What this task involves: Every line of the material that follows must be printed again exactly.

Task inputs:
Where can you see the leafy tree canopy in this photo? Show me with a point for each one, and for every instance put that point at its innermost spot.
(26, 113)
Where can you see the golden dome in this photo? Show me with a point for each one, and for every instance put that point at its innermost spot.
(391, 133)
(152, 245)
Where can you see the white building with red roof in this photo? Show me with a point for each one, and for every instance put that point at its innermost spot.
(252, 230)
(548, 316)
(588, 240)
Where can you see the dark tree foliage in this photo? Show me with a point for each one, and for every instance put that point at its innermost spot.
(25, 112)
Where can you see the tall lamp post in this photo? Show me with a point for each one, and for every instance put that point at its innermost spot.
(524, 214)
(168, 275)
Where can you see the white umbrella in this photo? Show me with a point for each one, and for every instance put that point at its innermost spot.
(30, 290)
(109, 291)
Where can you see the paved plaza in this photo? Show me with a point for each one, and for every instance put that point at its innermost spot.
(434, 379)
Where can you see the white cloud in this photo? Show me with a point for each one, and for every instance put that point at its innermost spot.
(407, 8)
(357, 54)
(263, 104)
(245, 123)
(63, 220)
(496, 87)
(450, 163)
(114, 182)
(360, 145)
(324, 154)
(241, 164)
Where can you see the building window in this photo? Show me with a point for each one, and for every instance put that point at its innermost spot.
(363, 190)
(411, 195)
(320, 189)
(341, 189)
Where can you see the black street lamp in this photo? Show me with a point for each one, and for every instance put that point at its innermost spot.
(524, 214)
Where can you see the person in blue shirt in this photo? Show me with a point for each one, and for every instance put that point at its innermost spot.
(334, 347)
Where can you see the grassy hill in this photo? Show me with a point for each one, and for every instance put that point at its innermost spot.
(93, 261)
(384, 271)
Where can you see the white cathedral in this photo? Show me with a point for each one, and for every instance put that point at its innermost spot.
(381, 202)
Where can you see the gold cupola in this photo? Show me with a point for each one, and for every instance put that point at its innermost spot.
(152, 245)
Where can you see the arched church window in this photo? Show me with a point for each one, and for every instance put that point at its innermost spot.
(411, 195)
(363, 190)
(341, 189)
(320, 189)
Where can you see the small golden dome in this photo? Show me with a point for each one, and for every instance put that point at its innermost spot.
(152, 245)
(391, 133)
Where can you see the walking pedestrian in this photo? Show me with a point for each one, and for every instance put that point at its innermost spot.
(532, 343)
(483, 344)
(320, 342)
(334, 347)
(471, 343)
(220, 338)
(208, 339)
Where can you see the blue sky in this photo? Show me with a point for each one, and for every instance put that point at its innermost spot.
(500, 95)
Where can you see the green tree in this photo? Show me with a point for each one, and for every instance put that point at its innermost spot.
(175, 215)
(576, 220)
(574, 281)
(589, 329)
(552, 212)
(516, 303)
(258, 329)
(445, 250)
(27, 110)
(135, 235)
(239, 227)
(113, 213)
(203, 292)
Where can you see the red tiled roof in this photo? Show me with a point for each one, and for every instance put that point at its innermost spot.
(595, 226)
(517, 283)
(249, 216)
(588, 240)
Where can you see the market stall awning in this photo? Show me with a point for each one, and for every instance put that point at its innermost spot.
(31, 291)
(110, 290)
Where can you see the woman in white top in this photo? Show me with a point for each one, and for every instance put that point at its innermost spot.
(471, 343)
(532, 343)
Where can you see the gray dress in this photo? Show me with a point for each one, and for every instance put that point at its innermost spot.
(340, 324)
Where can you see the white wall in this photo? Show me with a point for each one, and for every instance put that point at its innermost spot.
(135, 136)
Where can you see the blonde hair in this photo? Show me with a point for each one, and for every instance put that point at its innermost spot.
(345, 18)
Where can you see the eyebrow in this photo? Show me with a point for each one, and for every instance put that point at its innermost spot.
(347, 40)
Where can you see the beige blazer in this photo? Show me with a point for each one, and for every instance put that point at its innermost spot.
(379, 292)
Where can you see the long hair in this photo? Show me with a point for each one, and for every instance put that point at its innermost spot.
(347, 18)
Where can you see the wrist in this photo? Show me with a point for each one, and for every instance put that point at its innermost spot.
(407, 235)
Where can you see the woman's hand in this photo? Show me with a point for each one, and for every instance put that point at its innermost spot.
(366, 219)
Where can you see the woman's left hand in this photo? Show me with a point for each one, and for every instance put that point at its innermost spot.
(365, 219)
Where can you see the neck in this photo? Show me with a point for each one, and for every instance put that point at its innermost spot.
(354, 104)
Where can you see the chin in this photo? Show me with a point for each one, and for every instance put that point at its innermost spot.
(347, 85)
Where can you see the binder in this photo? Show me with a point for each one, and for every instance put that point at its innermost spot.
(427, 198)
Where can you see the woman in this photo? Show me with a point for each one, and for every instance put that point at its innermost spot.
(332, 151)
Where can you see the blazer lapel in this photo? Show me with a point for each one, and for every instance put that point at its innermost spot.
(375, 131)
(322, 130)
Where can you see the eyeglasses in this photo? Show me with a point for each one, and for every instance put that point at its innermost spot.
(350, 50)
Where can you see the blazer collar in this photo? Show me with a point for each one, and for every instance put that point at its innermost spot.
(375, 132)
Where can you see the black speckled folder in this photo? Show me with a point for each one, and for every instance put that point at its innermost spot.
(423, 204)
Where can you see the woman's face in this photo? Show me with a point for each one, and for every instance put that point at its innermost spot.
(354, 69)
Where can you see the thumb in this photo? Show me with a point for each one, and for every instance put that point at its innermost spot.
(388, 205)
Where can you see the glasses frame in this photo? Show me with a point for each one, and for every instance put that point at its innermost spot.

Result of this exercise:
Where can you see the leafy tree canopy in this photo? Show me with a point for each one, and for every instance put that point at its innermost spot.
(26, 113)
Where can you see the golden dome in this photo? Show me with a point for each one, and for every instance put that point at its innermost spot.
(391, 133)
(152, 245)
Where can you see the white building with red roof in this photo? Show me with a point for each one, and for every instance put that point at its innermost spot.
(252, 230)
(548, 316)
(588, 240)
Where can you see the dark tree foliage in this photo? Show me with a point for each one, and for every instance put that point at its innermost spot.
(25, 112)
Where can you see the tall lamp post in this photo? Show me with a point for each one, and for every instance put that point at its innermost spot.
(524, 214)
(168, 275)
Where can you see the white umbrella in this photo? Show me with a point for each one, and for every instance put that point at its innermost spot.
(30, 290)
(109, 291)
Where can you see the paved plaza in this photo? Show me with a point for each one, and for every instance put that point at its innermost spot.
(434, 379)
Where can you see the white cloud in this photo? Show me with a point for each one, and for every instance put that point at its innermost spot.
(407, 8)
(357, 54)
(263, 104)
(245, 123)
(63, 220)
(496, 87)
(450, 163)
(114, 182)
(360, 145)
(324, 154)
(241, 164)
Where can you see the building window in this photo? Show me with a point for each one, and for every instance put that point at its innermost spot.
(363, 190)
(411, 195)
(320, 189)
(341, 189)
Where can you see the black street lamp in this photo? Show me with a point for each one, and for every instance put that point at its innermost spot.
(524, 214)
Where can you see the person in blue shirt in this photo? Show me with a point for each one, and for every instance put that point at its innermost spot.
(334, 347)
Where can you see the grassy hill in this photo? Show me with a point for each one, and for every instance put that point at its innermost spot.
(93, 261)
(384, 271)
Where can you see the white cathedral in this photo? Show me with a point for each one, and for every instance put that point at its innermost spot.
(381, 202)
Where can you see the gold cupola in this photo? Show me with a point for each one, and for every instance put that point at its innermost spot.
(152, 245)
Where can you see the arched church window in this photo? Show me with a point for each one, and for every instance put that point at its innermost spot.
(411, 195)
(363, 190)
(341, 189)
(320, 189)
Where can you see the small golden dome in this photo? Show me with a point for each one, and for every instance put that point at its innermost spot.
(152, 245)
(391, 133)
Where can you see the walking pedestrian in this photo? Show me with a point for each one, and for every instance put that point at its innermost spot.
(532, 343)
(483, 344)
(320, 342)
(334, 347)
(471, 343)
(220, 338)
(208, 339)
Where can you see the blue sky in this photo? Show me with a point for each one, and for every instance put that point at its innermost spot.
(500, 95)
Where can you see the green tree in this photo? Show me with a point for each one, and for every instance put that point at its innermost spot.
(175, 215)
(576, 220)
(574, 281)
(589, 329)
(552, 212)
(516, 303)
(258, 329)
(445, 250)
(27, 110)
(135, 235)
(239, 227)
(113, 213)
(203, 292)
Where can you see the red tiled roof in this photo? Show me with a point for each one, and for every instance put that point at its innermost spot.
(595, 226)
(517, 283)
(249, 216)
(588, 240)
Where can you see the market stall awning in this photo? Show me with a point for each one, and for every instance put that point at its innermost spot.
(31, 291)
(110, 290)
Where can you see the woman in white top in this photo? Show me with a point for each one, and for every instance put that point at its innermost spot.
(471, 343)
(532, 343)
Where can you see the gray dress in this photo? Show me with a point for each one, and for every instance put that point at its innermost spot.
(340, 324)
Where can you see the white wall in this photo? Show me with a point for each one, and for every instance put that point at its innermost spot.
(135, 136)
Where can you see the blonde hair in this photo? Show me with a point for each one, and for every instance put that point at its innermost spot.
(345, 18)
Where can you see the eyebrow in this photo? Show me with a point for each one, and for every instance put that point at its innermost spot.
(347, 40)
Where can you see the beige blazer in this photo? Show me with a point for each one, and for every instance put that point at its innermost spot.
(379, 292)
Where can you see the long hair in this photo? Show me with a point for each one, and for every instance put that point at its innermost spot.
(347, 18)
Where can you see the wrist in this photo? Show me with a point for each one, and for every instance put that point at its innermost spot.
(407, 235)
Where can you see the woman's hand in this photo? Show me with a point for each one, and for every instance put that point at its innermost spot.
(366, 219)
Where can you see the woman's left hand in this photo? Show me with a point for each one, and for every instance put that point at its innermost spot.
(365, 219)
Where can you see the neck in this photo? Show me with a point for each one, and for every instance put that point at its innermost spot.
(354, 104)
Where can you see the chin in this photo? Show me with a point for each one, and for every instance put that point at its innermost spot.
(347, 85)
Where can you see the binder in this photo? Show me with a point for each one, and for every instance put that point at its innermost spot.
(427, 198)
Where can you see the woman in this photo? Show me with a point for each one, and for every instance put that point at its innermost spot.
(332, 151)
Where can you see the blazer lapel in this photo? Show me with a point for each one, and for every instance put that point at its innermost spot.
(375, 131)
(322, 130)
Where can you see the eyeglasses in this photo? Show me with a point for each one, and for every instance put that point at its innermost spot.
(350, 50)
Where can you see the blazer collar in this photo? Show me with a point for each one, and for every instance put that point at its innermost spot.
(375, 132)
Where can you see the black speckled folder in this photo? Show me with a point for each one, and for every instance put that point at its innermost spot.
(423, 204)
Where can you see the woman's face in this photo? Show me with a point for each one, and for every instance put that point at its innermost spot.
(354, 69)
Where can you see the thumb in this photo? Show me with a point for each one, and for every instance put that point at its innermost spot.
(388, 205)
Where can you see the glasses frame in this photo? Show me with a point for each one, and for every instance put that point at its innermost spot.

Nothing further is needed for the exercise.